■ Goals
1. In the revenue passage, change "wellhead" to "lease" and write out the part from "Our revenues are" to "remitted to us.".
2. Please continue the revenue passage from its final sentence.

■ Passage given
----

Our revenues are primarily generated from the sale of oil, natural gas and NGLs produced from our operated and non-operated wells. Oil is sold at the wellhead under index-based contracts, while natural gas is delivered to third-party midstream processors, who gather, process, and market the product. Our reported revenues are net of related gathering, processing, and transportation costs. NGLs are extracted during processing and marketed separately, with net proceeds remitted to us.

 

Total oil, natural gas and NGL revenues for the year ended December 31, 2025 was $21.2 million, a 2% decrease from $21.6 million for the year ended December 31, 2024. This decrease was driven by a 16% decrease in production, offset by a 17% increase in average realized sales price (excluding hedges). Pricing changes included a 16% decrease in realized oil prices, a 80% increase in realized gas prices, and a decrease of less than 1% in realized NGLs prices.

----

■ Records supplied
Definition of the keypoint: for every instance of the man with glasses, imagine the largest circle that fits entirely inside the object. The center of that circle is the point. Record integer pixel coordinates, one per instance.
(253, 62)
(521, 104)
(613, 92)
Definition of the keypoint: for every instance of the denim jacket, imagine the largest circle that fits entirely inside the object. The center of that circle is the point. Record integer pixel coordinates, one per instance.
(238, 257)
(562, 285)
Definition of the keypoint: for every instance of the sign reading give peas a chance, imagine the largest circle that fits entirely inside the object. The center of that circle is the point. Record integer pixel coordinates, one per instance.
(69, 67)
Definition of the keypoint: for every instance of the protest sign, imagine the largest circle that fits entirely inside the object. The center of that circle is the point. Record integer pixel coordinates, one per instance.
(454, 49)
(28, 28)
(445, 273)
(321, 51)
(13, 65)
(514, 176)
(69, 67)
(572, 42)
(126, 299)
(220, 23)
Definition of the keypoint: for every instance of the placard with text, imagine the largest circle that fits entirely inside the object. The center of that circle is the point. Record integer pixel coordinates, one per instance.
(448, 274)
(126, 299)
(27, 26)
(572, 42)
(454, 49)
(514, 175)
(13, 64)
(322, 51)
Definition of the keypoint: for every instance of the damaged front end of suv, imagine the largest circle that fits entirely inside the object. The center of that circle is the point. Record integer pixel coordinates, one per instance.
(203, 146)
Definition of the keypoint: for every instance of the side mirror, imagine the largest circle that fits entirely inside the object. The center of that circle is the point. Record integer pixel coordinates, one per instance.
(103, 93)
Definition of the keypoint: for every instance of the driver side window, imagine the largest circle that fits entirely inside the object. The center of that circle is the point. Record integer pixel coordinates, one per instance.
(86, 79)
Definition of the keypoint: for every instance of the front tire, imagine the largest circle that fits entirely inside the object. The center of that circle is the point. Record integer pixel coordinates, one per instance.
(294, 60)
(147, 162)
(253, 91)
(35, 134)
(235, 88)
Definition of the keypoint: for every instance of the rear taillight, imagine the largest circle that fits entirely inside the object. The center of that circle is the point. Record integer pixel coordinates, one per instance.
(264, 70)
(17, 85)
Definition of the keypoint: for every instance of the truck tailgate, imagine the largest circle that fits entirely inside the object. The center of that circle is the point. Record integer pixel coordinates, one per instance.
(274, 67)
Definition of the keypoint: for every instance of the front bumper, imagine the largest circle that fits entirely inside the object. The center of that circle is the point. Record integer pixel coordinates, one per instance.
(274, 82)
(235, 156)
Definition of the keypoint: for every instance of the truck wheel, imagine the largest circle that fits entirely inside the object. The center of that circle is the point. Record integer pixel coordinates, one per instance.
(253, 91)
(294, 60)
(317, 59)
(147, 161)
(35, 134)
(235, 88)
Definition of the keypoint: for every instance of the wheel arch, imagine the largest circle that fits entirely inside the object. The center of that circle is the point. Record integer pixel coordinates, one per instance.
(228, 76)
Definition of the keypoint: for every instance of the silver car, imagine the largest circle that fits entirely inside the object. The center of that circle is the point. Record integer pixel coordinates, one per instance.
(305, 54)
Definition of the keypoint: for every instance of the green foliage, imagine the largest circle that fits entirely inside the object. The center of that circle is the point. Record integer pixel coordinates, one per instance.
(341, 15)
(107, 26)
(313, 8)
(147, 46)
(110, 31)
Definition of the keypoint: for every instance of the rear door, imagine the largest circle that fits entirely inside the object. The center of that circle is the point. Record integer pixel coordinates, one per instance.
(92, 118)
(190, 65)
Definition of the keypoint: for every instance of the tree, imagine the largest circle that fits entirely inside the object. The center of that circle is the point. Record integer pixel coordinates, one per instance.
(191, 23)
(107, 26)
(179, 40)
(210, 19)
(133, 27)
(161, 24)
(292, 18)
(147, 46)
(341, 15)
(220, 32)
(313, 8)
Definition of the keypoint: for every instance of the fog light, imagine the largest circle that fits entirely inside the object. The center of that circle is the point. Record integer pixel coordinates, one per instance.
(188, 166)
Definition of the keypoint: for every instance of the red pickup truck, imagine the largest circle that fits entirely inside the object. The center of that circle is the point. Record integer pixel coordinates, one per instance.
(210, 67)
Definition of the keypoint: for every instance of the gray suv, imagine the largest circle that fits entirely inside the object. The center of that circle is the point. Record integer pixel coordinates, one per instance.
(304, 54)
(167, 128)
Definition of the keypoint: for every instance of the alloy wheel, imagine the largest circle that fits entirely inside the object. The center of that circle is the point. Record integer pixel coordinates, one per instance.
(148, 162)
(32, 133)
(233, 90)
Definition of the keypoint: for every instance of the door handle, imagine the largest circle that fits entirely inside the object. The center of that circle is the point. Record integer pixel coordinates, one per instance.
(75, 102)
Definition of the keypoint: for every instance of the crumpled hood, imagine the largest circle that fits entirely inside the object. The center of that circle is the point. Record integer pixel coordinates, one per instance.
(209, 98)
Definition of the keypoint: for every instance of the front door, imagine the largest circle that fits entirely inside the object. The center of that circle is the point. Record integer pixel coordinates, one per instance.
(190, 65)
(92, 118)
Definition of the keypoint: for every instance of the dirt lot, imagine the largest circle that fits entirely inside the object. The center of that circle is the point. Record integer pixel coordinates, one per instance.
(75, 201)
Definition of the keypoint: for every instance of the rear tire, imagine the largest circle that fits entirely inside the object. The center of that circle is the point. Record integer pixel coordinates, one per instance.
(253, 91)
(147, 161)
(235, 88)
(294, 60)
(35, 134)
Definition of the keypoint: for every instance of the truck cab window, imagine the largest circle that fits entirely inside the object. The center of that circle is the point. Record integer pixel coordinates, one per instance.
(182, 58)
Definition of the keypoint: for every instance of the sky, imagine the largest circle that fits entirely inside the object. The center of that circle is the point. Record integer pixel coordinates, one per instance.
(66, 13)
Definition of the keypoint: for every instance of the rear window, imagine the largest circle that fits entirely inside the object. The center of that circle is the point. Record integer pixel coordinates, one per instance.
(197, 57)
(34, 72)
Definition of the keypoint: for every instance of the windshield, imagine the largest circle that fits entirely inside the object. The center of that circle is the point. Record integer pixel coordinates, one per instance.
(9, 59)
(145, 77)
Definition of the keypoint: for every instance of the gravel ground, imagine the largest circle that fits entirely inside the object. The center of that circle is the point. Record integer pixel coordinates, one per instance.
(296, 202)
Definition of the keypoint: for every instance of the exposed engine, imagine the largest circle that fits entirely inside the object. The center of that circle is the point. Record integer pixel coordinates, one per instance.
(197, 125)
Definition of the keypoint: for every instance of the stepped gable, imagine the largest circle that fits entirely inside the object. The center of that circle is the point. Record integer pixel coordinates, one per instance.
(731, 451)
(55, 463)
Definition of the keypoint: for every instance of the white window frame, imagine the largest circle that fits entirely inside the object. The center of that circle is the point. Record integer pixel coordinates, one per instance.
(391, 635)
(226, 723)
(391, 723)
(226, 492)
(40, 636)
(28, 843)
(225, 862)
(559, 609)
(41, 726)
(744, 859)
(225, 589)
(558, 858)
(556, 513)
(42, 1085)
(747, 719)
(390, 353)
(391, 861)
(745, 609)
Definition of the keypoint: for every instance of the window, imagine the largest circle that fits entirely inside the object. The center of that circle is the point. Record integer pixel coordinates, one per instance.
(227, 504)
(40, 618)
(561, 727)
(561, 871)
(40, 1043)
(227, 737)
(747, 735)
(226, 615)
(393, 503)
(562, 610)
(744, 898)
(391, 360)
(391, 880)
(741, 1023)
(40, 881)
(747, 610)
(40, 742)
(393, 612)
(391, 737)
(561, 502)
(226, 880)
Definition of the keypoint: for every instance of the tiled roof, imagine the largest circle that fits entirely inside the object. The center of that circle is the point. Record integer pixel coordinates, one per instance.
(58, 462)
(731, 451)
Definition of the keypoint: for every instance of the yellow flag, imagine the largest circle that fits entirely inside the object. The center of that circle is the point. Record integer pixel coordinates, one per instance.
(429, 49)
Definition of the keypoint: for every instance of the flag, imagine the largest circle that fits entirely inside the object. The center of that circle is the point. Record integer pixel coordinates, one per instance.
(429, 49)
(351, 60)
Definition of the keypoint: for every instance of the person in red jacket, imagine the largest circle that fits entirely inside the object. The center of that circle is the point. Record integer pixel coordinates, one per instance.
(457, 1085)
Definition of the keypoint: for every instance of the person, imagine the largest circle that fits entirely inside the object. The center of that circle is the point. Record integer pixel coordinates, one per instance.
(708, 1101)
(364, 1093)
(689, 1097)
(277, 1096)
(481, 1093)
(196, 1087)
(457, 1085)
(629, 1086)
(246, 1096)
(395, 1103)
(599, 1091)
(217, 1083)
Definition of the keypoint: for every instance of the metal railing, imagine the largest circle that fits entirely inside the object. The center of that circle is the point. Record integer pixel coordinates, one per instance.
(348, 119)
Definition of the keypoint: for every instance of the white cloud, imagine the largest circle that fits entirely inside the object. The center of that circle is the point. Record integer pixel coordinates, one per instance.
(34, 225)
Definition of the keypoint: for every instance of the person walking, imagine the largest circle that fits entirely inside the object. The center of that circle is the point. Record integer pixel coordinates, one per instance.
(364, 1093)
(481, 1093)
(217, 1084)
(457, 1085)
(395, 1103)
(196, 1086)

----

■ The results
1.
Our revenues are primarily generated from the sale of oil, natural gas and NGLs produced from our operated and non-operated wells. Oil is sold at the lease under index-based contracts, while natural gas is delivered to third-party midstream processors, who gather, process, and market the product. Our reported revenues are net of related gathering, processing, and transportation costs. NGLs are extracted during processing and marketed separately, with net proceeds remitted to us.

2.
 

Operating Expenses

 

Our cost structure includes several categories that impact operating results in different ways. Some of these costs vary with commodity prices, some trend with production activity and type, and others primarily reflect fixed or discretionary expenditures.

 

Lease Operating Expense

 

LOE were $11.3 million for the year ended December 31, 2025, compared to $10.2 million for the year ended December 31, 2024. On a per Boe basis, LOE per Boe increased 32% to $9.52 per Boe for the year ended December 31, 2025, from $7.19 per Boe for the year ended December 31, 2024. The increase in LOE per Boe in 2025 is primarily due to lower production volumes over which fixed costs can be spread and an increase in workover and regulatory P&A activity.

 

Production Taxes

 

Production and other taxes are paid on produced oil and natural gas based on rates established by federal, state, or local taxing authorities. In general, production and other taxes paid correlate to changes in oil, natural gas and NGLs revenues. Production taxes are based on the market value of production at the wellheads. Production taxes totaled $0.9 million ($0.73 per Boe) for the year ended December 31, 2025, compared to $0.9 million ($0.64 per Boe) for year ended December 31, 2024. As a percentage of sales, production taxes were 4% for the year ended December 31, 2025 and 2024.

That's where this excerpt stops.